What is the count of lines below that include "bottom"? Reply with nothing else.

ENTRIES SUPPLIED:
──────────

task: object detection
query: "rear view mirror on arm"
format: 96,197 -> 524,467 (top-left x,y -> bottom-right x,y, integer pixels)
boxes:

──────────

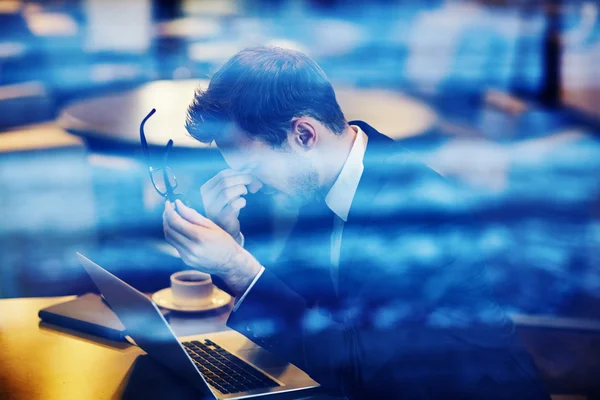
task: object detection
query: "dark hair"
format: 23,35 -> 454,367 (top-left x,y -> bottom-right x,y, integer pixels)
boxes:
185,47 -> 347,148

──────────

FINISHED TASK: 2